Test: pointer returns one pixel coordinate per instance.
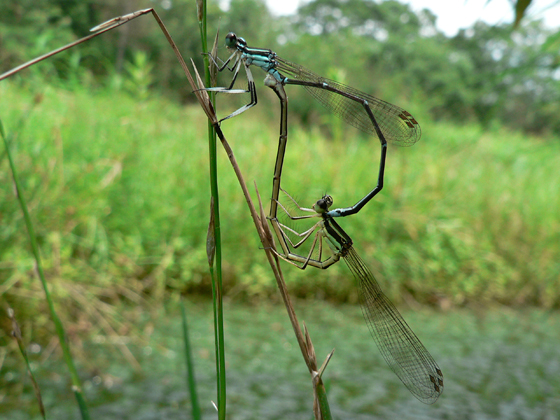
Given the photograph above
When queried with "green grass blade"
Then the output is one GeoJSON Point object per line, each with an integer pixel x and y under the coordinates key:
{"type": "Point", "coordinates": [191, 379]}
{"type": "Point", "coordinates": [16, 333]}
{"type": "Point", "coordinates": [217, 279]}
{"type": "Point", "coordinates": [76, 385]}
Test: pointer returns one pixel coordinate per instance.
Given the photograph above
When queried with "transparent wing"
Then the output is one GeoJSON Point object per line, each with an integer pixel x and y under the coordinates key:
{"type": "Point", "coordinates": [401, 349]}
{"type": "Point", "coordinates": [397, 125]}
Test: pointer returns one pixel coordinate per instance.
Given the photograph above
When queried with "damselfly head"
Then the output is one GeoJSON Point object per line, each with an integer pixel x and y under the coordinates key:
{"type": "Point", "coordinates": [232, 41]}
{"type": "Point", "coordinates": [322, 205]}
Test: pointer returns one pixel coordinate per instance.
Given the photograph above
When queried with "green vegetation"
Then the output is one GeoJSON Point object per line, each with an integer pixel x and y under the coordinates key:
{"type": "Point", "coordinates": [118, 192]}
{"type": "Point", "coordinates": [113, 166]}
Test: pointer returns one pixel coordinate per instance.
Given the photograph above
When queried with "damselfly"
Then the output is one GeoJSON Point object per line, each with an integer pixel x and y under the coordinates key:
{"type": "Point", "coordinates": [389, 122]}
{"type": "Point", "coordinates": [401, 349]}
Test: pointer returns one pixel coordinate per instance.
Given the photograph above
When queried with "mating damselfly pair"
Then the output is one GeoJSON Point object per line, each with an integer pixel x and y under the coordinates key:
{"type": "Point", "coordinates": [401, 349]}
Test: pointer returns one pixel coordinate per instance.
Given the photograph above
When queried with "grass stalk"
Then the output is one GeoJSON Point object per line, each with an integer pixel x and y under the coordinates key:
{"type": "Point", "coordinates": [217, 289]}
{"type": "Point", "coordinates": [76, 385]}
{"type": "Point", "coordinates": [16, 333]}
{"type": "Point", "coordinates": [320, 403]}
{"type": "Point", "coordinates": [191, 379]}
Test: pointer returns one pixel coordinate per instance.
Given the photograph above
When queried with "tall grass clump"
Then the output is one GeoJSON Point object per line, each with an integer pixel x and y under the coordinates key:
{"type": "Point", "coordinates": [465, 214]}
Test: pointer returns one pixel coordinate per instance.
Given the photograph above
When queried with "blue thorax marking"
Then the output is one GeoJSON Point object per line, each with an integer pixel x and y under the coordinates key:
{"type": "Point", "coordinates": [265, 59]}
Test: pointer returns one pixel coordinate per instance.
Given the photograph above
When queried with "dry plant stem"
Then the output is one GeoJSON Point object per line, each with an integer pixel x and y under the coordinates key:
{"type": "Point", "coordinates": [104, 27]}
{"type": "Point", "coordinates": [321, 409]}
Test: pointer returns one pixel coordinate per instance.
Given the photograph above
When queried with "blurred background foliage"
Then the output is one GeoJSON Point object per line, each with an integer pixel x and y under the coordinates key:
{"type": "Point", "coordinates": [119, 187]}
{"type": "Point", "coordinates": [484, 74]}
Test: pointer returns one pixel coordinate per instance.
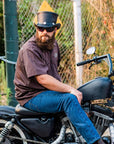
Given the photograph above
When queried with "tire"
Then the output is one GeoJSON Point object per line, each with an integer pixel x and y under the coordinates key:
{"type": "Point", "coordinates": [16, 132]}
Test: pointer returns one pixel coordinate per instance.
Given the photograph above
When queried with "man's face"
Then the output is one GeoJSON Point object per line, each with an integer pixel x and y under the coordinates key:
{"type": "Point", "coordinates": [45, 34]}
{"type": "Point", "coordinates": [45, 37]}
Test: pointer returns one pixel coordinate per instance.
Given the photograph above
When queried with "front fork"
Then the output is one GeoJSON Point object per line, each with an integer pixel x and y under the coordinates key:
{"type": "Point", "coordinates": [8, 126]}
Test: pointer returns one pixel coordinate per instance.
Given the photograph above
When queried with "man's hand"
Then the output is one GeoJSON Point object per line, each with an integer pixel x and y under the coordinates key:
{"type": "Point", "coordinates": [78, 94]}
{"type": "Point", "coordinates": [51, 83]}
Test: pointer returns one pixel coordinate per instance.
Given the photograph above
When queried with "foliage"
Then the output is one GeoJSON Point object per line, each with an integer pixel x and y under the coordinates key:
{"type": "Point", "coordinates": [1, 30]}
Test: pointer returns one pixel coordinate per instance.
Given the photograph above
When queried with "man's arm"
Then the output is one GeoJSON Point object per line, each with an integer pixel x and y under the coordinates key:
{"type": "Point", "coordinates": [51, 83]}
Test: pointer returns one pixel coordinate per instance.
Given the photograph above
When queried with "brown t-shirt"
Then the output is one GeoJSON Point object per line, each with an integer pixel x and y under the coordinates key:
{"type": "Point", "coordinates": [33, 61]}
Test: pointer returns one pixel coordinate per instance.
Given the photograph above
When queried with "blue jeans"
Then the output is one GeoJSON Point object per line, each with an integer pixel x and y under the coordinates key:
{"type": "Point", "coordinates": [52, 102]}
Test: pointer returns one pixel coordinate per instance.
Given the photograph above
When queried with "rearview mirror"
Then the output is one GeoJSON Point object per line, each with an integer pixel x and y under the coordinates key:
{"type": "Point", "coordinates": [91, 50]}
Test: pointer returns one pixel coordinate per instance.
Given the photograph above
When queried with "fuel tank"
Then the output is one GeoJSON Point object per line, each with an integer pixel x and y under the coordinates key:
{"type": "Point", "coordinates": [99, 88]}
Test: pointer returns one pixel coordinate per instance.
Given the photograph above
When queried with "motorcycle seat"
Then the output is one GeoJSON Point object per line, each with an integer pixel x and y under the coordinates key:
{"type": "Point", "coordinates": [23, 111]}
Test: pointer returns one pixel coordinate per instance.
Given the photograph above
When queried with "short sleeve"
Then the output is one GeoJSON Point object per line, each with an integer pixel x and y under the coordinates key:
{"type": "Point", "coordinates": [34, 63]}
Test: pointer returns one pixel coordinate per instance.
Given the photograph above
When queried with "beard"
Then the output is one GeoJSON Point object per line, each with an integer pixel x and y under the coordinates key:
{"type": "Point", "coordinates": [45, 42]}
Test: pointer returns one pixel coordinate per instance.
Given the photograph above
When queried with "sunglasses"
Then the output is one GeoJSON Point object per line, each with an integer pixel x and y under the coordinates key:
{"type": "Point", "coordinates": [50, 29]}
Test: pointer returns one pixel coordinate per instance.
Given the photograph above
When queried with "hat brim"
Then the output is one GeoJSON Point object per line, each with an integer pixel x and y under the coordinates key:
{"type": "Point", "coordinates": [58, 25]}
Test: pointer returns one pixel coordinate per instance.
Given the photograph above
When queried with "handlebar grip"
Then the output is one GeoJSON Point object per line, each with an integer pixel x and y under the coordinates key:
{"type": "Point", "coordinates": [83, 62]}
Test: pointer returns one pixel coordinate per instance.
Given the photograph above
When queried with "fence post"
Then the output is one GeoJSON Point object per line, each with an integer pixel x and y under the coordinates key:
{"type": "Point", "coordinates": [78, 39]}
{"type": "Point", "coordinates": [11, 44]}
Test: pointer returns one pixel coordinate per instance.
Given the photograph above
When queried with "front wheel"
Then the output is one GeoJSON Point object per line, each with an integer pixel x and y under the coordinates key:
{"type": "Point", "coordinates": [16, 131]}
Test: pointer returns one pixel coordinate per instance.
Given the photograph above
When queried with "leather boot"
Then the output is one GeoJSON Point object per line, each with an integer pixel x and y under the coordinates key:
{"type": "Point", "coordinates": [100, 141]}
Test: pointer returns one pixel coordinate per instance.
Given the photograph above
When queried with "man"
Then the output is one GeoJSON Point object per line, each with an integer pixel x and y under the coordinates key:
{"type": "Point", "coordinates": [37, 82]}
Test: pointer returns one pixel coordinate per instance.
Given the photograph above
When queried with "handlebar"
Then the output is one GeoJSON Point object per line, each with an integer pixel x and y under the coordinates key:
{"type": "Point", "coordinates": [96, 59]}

● Task statement
Copy, from the material, each line that holds the string "front".

● Exercise answer
When queried with "front fork"
When queried with "front wheel"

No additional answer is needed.